- [Assigned task 1]:
Answer these questions from the abstract on adult Wilms tumour.
(a) What share of all renal tumours in adults does Wilms tumour represent?
(b) How many patients older than 16 years were reviewed?
(c) In which city is the Department of Urology and Urological Oncology located?
- [Assigned task 2]: Copy the abstract on adult Wilms tumour from "Department of Urology and" up to and including "patients are presented.", substituting "hospitals" for "centres".
- [Assigned task 3]: Resume the abstract on adult Wilms tumour after its final sentence.

- [Text block]:
■ ■ ■ ■ ■ ■ ■
Adult Wilms tumour.

Int Urol Nephrol 2011 Sep 26;43(3):691-6. Epub 2010 Nov 26.

Department of Urology and Urological Oncology, University of Medicine, Borowska Str. 213, 50-556 Wrocław, Poland.

Background: Wilms tumour is the most common renal tumour in children, accounting for above 90% of cases and comprising 8% of paediatric solid tumours. In adults, it is extremely rare and represents only 0.5% of all renal tumours. We reviewed 9 patients older than 16 years: three were treated in the Department of Paediatric Surgery and three in the Department of Urology; additionally, 3 patients were referred to us for consultation with regard to further treatment after having been operated on previously in other centres. Clinical presentation, stage distribution, histology, treatment, and prognosis of all the patients are presented.
■ ■ ■ ■ ■ ■ ■
- [Listed entries]:
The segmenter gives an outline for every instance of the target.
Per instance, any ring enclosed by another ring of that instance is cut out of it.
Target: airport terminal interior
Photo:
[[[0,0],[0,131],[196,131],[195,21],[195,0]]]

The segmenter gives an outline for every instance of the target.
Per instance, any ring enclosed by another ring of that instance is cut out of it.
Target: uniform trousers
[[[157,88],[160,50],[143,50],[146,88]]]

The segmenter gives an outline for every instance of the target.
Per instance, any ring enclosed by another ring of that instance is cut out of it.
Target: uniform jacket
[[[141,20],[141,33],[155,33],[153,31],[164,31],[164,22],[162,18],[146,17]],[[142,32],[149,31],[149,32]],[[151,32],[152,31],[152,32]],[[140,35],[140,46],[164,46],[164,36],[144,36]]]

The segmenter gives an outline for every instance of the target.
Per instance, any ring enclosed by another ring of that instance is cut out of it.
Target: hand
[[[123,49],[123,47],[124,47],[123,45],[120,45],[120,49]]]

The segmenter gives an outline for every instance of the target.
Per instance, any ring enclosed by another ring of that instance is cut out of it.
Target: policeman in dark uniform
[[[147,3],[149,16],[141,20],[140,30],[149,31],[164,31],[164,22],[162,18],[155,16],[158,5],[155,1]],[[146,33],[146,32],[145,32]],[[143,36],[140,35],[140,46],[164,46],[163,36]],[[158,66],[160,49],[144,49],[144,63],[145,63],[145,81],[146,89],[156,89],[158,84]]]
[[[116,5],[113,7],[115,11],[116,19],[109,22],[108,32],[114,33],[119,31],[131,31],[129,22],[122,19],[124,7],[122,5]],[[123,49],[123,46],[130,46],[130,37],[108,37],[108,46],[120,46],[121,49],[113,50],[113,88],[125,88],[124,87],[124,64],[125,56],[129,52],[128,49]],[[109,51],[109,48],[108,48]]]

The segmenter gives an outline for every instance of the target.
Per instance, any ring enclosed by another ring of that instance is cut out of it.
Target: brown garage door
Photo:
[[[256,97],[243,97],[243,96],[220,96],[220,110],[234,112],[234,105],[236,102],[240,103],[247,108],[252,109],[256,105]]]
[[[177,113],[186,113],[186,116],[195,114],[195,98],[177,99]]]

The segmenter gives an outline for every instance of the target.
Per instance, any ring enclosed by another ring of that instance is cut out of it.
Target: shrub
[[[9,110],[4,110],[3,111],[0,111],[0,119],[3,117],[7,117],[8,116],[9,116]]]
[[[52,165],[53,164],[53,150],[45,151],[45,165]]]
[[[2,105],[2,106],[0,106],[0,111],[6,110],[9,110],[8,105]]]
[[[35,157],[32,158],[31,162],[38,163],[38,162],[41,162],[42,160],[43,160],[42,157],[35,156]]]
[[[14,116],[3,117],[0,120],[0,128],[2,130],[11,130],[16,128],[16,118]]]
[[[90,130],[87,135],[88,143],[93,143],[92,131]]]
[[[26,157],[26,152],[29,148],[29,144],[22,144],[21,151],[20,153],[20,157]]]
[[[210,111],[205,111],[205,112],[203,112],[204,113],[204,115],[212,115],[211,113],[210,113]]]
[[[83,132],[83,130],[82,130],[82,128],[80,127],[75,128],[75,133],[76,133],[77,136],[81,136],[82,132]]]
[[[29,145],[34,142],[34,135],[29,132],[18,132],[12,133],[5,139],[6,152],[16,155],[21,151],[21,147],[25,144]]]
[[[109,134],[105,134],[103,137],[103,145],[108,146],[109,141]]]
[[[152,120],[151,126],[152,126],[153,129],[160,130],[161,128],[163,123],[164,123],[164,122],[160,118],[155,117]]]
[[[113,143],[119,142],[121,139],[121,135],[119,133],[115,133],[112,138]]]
■ ■ ■ ■ ■ ■ ■
- [Answer section 1]:
(a) 0.5%
(b) 9
(c) Wrocław, Poland

- [Answer section 2]:
Department of Urology and Urological Oncology, University of Medicine, Borowska Str. 213, 50-556 Wrocław, Poland.

Background: Wilms tumour is the most common renal tumour in children, accounting for above 90% of cases and comprising 8% of paediatric solid tumours. In adults, it is extremely rare and represents only 0.5% of all renal tumours. We reviewed 9 patients older than 16 years: three were treated in the Department of Paediatric Surgery and three in the Department of Urology; additionally, 3 patients were referred to us for consultation with regard to further treatment after having been operated on previously in other hospitals. Clinical presentation, stage distribution, histology, treatment, and prognosis of all the patients are presented.

- [Answer section 3]:
Patients And Methods: The age of 9 patients ranged from 17 to 32 years: there were 8 men and 1 women. Tumour stages were defined according to SIOP classification: 4 were of local stage II, 3 of stage III, and 2 of stage IV with metastases to lungs and bones. Three of them were treated according to the paediatric protocol of the Society of Paediatric Oncology (SIOP 93-01 protocol)-all after a fine-needle biopsy which confirmed nephroblastoma, received preoperative chemotherapy of two drugs (VCR + ACT D) during 4 weeks. Histological studies revealed a low-risk cystic tumour in one case, intermediate-risk tumour in 2 patients, and high-risk tumour with blastemal predominance or with the presence of diffuse anaplasia in 5 patients. One tumour was defined as a mixed high-risk tumour: renal cell carcinoma with nephroblastoma of blastemal predominance.

Results: Complete remission was achieved in 3 patients. Three relapsed after complete remission of 6-30 months. A second-line therapy was undertaken in these patients as well as in those who had undergone the initial treatment elsewhere. But the second-line therapy proved ineffective.

Conclusions: Adult patients with Wilms tumour have more aggressive histology and poorer prognosis than children.